Task description: An exact reproduction of the lines below, from the first through the one with "background** -> simplified", is the whole answer; pictures have no place in it.

Extracted information section start

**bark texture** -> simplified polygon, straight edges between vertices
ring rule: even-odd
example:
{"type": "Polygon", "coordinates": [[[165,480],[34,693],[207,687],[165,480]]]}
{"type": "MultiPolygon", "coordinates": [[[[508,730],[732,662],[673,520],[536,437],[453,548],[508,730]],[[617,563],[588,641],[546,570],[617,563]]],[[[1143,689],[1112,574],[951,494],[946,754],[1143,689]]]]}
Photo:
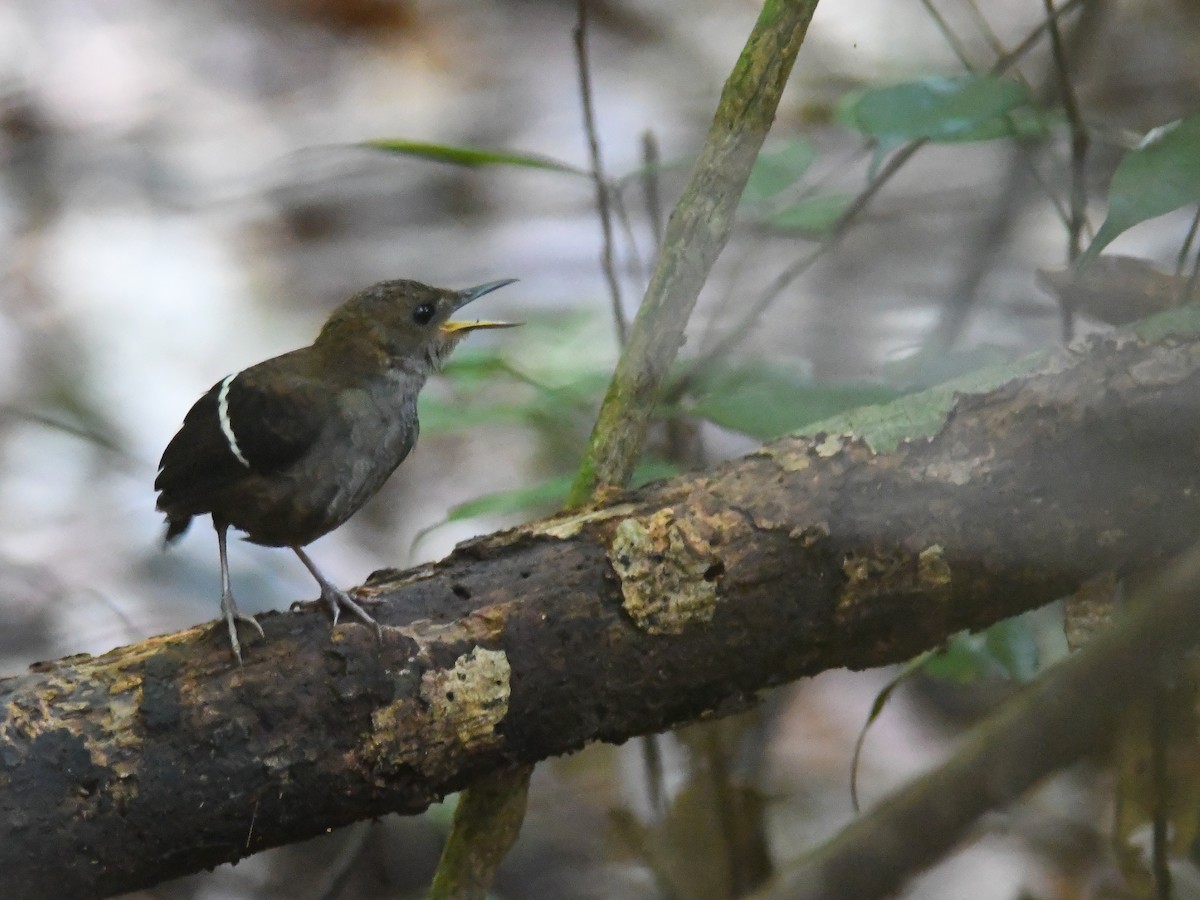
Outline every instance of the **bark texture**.
{"type": "Polygon", "coordinates": [[[906,659],[1200,522],[1195,337],[868,419],[376,573],[382,646],[312,606],[241,668],[203,626],[0,680],[5,896],[133,890],[906,659]]]}

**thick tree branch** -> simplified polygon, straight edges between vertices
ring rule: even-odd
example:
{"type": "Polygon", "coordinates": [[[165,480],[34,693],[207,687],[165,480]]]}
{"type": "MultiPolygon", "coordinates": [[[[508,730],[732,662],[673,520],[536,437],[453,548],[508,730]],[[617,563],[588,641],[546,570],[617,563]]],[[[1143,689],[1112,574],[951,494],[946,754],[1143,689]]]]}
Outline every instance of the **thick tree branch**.
{"type": "Polygon", "coordinates": [[[264,615],[242,668],[199,627],[0,681],[7,896],[132,890],[905,659],[1200,521],[1194,336],[868,420],[376,573],[382,647],[314,607],[264,615]]]}

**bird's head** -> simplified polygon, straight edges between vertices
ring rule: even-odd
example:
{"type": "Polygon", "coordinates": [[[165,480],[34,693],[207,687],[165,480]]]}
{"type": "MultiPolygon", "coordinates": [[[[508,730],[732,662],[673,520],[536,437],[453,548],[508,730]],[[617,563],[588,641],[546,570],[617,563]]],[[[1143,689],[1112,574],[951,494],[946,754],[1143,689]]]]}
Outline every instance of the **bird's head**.
{"type": "Polygon", "coordinates": [[[389,364],[411,360],[438,369],[470,332],[520,324],[450,318],[472,300],[516,280],[503,278],[462,291],[430,287],[419,281],[381,281],[335,309],[313,346],[343,359],[368,354],[389,364]]]}

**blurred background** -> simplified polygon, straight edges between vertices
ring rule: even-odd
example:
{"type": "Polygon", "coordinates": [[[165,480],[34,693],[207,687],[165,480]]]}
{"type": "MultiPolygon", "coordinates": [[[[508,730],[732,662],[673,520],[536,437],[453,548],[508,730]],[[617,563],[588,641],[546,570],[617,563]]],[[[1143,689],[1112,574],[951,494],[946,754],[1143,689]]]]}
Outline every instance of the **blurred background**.
{"type": "MultiPolygon", "coordinates": [[[[466,167],[364,142],[586,170],[576,12],[552,0],[0,5],[0,672],[216,616],[211,529],[197,522],[162,550],[159,454],[214,382],[309,342],[373,281],[516,277],[477,312],[528,324],[460,348],[426,389],[417,450],[314,545],[322,568],[356,584],[554,508],[619,350],[594,185],[537,160],[466,167]]],[[[757,12],[589,4],[628,317],[757,12]]],[[[1196,112],[1198,14],[1195,0],[1091,2],[1064,20],[1093,196],[1142,133],[1196,112]]],[[[818,8],[641,477],[1061,340],[1054,277],[1037,274],[1068,260],[1061,113],[1022,140],[934,140],[829,241],[896,146],[847,118],[861,91],[986,71],[1044,15],[1035,0],[818,8]]],[[[1058,110],[1044,40],[1014,72],[1039,109],[1058,110]]],[[[1188,221],[1166,216],[1114,245],[1153,267],[1131,276],[1135,291],[1170,277],[1188,221]]],[[[1084,319],[1075,333],[1107,327],[1084,319]]],[[[243,610],[314,596],[291,554],[230,549],[243,610]]],[[[1042,611],[956,652],[949,677],[909,682],[874,723],[865,806],[1063,652],[1061,620],[1042,611]]],[[[497,896],[736,896],[766,860],[853,815],[855,739],[894,674],[830,672],[708,730],[539,767],[497,896]]],[[[908,896],[1125,896],[1098,785],[1093,771],[1055,779],[908,896]]],[[[449,816],[443,804],[362,823],[137,896],[419,896],[449,816]]]]}

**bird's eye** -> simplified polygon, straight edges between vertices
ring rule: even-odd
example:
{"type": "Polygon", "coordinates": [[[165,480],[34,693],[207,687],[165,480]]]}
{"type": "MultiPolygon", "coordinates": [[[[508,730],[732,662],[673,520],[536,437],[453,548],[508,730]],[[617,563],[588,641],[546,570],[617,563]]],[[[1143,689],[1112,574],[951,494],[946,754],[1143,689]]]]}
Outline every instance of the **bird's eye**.
{"type": "Polygon", "coordinates": [[[413,321],[418,325],[428,325],[429,320],[433,318],[433,304],[422,303],[413,310],[413,321]]]}

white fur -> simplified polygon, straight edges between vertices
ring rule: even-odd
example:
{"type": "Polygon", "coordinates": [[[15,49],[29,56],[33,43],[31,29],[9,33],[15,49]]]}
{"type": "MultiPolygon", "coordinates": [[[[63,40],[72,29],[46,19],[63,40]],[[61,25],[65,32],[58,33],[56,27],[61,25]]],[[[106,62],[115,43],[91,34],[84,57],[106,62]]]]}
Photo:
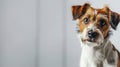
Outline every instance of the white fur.
{"type": "Polygon", "coordinates": [[[82,44],[82,53],[80,59],[80,67],[97,67],[96,63],[99,63],[99,59],[103,62],[103,67],[117,67],[117,59],[118,55],[117,52],[114,52],[115,55],[115,65],[108,64],[106,59],[102,56],[99,51],[94,51],[93,47],[88,45],[82,44]],[[97,62],[98,61],[98,62],[97,62]]]}

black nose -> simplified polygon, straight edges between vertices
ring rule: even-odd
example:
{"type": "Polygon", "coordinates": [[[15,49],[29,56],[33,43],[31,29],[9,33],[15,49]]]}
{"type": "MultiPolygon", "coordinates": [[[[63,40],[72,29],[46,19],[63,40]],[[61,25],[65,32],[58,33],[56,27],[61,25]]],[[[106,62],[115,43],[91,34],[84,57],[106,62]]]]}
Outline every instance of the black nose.
{"type": "Polygon", "coordinates": [[[88,37],[90,38],[90,39],[92,39],[92,38],[96,38],[98,36],[98,33],[97,32],[94,32],[94,31],[89,31],[88,32],[88,37]]]}

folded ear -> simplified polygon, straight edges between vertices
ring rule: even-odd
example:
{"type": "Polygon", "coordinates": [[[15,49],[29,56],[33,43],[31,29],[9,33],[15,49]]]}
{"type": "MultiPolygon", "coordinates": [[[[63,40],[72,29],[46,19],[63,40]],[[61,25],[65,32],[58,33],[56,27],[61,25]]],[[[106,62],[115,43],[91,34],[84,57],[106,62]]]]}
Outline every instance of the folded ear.
{"type": "Polygon", "coordinates": [[[117,25],[119,24],[119,21],[120,21],[120,15],[116,12],[112,12],[111,11],[111,21],[110,21],[110,24],[111,24],[111,27],[116,30],[117,28],[117,25]]]}
{"type": "Polygon", "coordinates": [[[84,15],[89,6],[90,6],[90,4],[88,4],[88,3],[85,3],[82,6],[81,5],[72,6],[71,9],[72,9],[73,20],[76,20],[76,19],[80,18],[82,15],[84,15]]]}

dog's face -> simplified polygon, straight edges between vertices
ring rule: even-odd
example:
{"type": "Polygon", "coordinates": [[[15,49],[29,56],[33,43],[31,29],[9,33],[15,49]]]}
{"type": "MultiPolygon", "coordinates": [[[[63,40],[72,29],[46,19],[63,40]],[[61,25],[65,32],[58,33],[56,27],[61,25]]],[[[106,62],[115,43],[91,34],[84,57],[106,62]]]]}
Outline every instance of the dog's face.
{"type": "Polygon", "coordinates": [[[81,41],[90,46],[99,46],[109,36],[110,27],[116,29],[119,14],[108,7],[95,9],[88,3],[72,6],[74,20],[78,20],[81,41]]]}

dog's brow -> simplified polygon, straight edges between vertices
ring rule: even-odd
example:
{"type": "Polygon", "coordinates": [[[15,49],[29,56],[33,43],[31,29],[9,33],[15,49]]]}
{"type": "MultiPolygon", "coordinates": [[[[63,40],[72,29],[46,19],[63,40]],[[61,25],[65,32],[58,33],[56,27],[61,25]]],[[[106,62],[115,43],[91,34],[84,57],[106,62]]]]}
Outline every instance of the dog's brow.
{"type": "Polygon", "coordinates": [[[101,14],[100,17],[108,18],[107,15],[103,15],[103,14],[101,14]]]}

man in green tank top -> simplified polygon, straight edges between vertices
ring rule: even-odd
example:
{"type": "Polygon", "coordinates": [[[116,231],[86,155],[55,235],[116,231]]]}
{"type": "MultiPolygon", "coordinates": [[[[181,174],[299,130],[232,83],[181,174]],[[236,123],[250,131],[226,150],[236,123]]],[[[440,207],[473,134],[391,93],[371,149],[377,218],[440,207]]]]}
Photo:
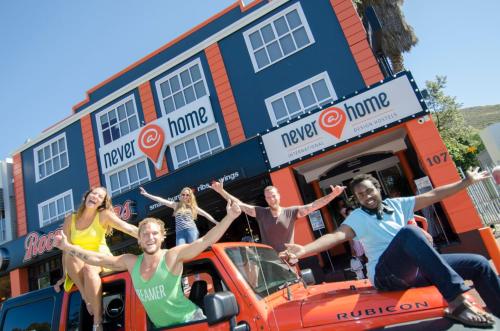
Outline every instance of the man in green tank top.
{"type": "Polygon", "coordinates": [[[139,223],[138,243],[144,252],[139,256],[109,256],[87,251],[68,243],[63,233],[54,238],[54,246],[90,265],[128,270],[137,296],[155,327],[200,320],[205,318],[202,310],[184,296],[180,286],[183,263],[216,243],[241,213],[238,204],[231,200],[226,210],[227,215],[205,236],[168,250],[161,249],[166,231],[163,222],[156,218],[146,218],[139,223]]]}

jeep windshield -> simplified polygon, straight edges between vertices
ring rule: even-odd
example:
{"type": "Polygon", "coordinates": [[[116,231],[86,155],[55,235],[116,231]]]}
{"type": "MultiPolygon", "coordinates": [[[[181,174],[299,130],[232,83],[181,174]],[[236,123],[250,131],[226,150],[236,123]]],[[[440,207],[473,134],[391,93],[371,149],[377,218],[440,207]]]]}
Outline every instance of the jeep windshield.
{"type": "Polygon", "coordinates": [[[278,257],[276,251],[265,247],[232,247],[226,253],[248,285],[259,297],[268,296],[299,281],[297,274],[278,257]]]}

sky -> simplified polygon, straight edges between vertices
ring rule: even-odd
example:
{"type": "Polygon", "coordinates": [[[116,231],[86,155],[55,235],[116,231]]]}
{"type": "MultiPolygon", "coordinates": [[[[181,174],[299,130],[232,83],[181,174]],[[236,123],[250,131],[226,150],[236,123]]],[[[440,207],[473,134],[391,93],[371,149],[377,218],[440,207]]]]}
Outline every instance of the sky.
{"type": "MultiPolygon", "coordinates": [[[[86,91],[235,1],[0,0],[0,159],[69,116],[86,91]]],[[[464,106],[500,104],[499,12],[498,0],[406,0],[419,43],[405,66],[417,84],[445,75],[445,92],[464,106]]]]}

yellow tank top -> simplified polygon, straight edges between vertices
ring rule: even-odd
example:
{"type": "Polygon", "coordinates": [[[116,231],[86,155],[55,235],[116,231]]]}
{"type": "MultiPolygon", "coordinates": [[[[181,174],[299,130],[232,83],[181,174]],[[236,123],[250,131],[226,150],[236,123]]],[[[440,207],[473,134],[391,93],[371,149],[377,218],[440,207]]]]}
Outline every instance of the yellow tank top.
{"type": "Polygon", "coordinates": [[[110,253],[106,245],[106,229],[101,225],[99,213],[96,214],[92,223],[83,230],[76,228],[76,215],[73,214],[71,217],[71,242],[89,251],[110,253]]]}

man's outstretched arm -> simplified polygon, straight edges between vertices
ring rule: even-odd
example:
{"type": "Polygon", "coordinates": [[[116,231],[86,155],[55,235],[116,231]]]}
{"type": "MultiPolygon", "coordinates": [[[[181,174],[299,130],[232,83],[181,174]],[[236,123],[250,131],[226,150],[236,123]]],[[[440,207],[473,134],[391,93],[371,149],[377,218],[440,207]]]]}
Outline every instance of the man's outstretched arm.
{"type": "Polygon", "coordinates": [[[66,254],[77,257],[87,264],[115,271],[128,270],[128,267],[133,265],[132,260],[136,258],[131,254],[113,256],[85,250],[80,246],[70,244],[63,232],[60,232],[60,234],[54,237],[53,245],[64,251],[66,254]]]}
{"type": "Polygon", "coordinates": [[[310,213],[312,213],[313,211],[318,210],[318,209],[326,206],[327,203],[329,203],[330,201],[332,201],[333,199],[338,197],[340,194],[342,194],[342,192],[344,192],[345,186],[338,186],[337,185],[337,186],[333,187],[333,185],[330,185],[330,188],[332,189],[332,191],[329,194],[327,194],[324,197],[321,197],[317,200],[314,200],[310,204],[300,206],[297,216],[298,217],[307,216],[310,213]]]}
{"type": "Polygon", "coordinates": [[[212,185],[210,185],[212,190],[215,192],[219,193],[226,201],[232,200],[235,201],[238,205],[240,205],[241,210],[247,214],[248,216],[255,217],[255,206],[249,205],[247,203],[242,202],[240,199],[236,198],[235,196],[229,194],[224,189],[224,184],[222,181],[213,181],[212,185]]]}
{"type": "Polygon", "coordinates": [[[491,177],[487,171],[479,172],[479,168],[467,170],[467,176],[461,181],[437,187],[429,192],[419,194],[415,197],[415,207],[413,211],[420,210],[439,202],[453,194],[460,192],[469,185],[491,177]]]}

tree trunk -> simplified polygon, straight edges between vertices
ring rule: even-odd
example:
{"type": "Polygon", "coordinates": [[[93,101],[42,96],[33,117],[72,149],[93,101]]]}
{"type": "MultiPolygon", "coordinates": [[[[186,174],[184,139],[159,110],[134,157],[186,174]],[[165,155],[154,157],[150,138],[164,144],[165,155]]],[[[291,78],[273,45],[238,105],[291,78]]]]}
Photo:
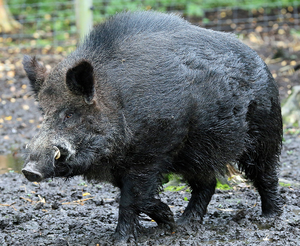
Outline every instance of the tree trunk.
{"type": "Polygon", "coordinates": [[[21,27],[22,25],[12,17],[5,0],[0,0],[0,33],[14,33],[21,27]]]}
{"type": "Polygon", "coordinates": [[[93,0],[75,0],[76,27],[79,40],[82,40],[93,27],[92,7],[93,0]]]}

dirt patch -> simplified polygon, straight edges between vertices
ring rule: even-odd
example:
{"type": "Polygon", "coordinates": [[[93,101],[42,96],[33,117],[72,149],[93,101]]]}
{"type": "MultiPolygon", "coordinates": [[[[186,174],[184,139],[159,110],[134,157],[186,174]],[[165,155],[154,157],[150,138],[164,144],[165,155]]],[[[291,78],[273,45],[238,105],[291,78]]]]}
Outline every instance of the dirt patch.
{"type": "MultiPolygon", "coordinates": [[[[245,42],[267,62],[284,100],[299,83],[300,41],[292,35],[253,33],[245,42]]],[[[19,53],[0,58],[0,154],[12,153],[16,158],[42,121],[19,53]]],[[[51,53],[39,58],[54,66],[62,56],[51,53]]],[[[299,151],[299,131],[286,130],[280,169],[285,205],[279,218],[261,217],[258,193],[250,184],[240,183],[232,190],[216,191],[202,224],[168,231],[142,215],[144,229],[136,244],[299,245],[299,151]]],[[[0,192],[0,245],[113,245],[119,190],[110,184],[86,183],[81,177],[30,183],[21,174],[10,172],[0,175],[0,192]]],[[[160,196],[178,218],[190,193],[183,189],[164,191],[160,196]]]]}
{"type": "MultiPolygon", "coordinates": [[[[38,184],[7,173],[1,175],[0,190],[1,245],[113,245],[119,191],[109,184],[80,177],[38,184]]],[[[147,229],[138,245],[299,245],[300,191],[281,187],[280,193],[285,207],[276,219],[260,216],[259,195],[248,186],[217,190],[203,224],[168,231],[142,216],[147,229]]],[[[189,196],[186,191],[161,194],[176,218],[189,196]]]]}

Extracted information section end

Solved exercise:
**bark texture** -> simplified polygon, straight edges between vertices
ring rule: even-odd
example:
{"type": "Polygon", "coordinates": [[[165,480],[34,693],[207,687],[165,480]]]}
{"type": "MultiPolygon", "coordinates": [[[[508,730],[732,662],[673,520],[536,437],[453,548],[508,730]],[[617,563],[588,641],[546,570],[617,563]]],[[[1143,689],[1112,574],[951,494],[946,754],[1143,689]]]]}
Photo:
Outline every instance of the **bark texture**.
{"type": "Polygon", "coordinates": [[[906,659],[1200,522],[1195,337],[868,419],[376,573],[382,646],[312,606],[241,668],[203,626],[0,680],[5,896],[133,890],[906,659]]]}

**thick tree branch** -> simplified polygon, straight edges between vertices
ring rule: even-odd
example:
{"type": "Polygon", "coordinates": [[[165,480],[34,693],[207,687],[165,480]]]}
{"type": "MultiPolygon", "coordinates": [[[[508,730],[732,662],[673,520],[536,437],[453,548],[508,730]],[[617,563],[588,641],[546,570],[617,563]]],[[[1143,689],[1112,574],[951,494],[946,754],[1143,689]]]]}
Outline every instance of the **thick tree branch**.
{"type": "Polygon", "coordinates": [[[264,615],[242,668],[199,627],[0,681],[7,896],[132,890],[905,659],[1200,521],[1194,336],[868,420],[376,573],[382,647],[314,607],[264,615]]]}

**bird's head** -> simplified polygon, straight edges between vertices
ring rule: even-odd
example:
{"type": "Polygon", "coordinates": [[[165,480],[34,693],[207,687],[165,480]]]}
{"type": "MultiPolygon", "coordinates": [[[[508,730],[732,662],[673,520],[536,437],[453,548],[508,730]],[[617,563],[588,641],[546,570],[617,563]]],[[[1143,689],[1112,574],[951,494],[946,754],[1143,689]]]]}
Outline every instance of the **bird's head**.
{"type": "Polygon", "coordinates": [[[389,364],[411,360],[438,369],[470,332],[520,324],[450,318],[472,300],[516,280],[503,278],[462,291],[430,287],[419,281],[381,281],[335,309],[313,346],[343,359],[368,354],[389,364]]]}

**blurred background** -> simplified polygon, straight edges between vertices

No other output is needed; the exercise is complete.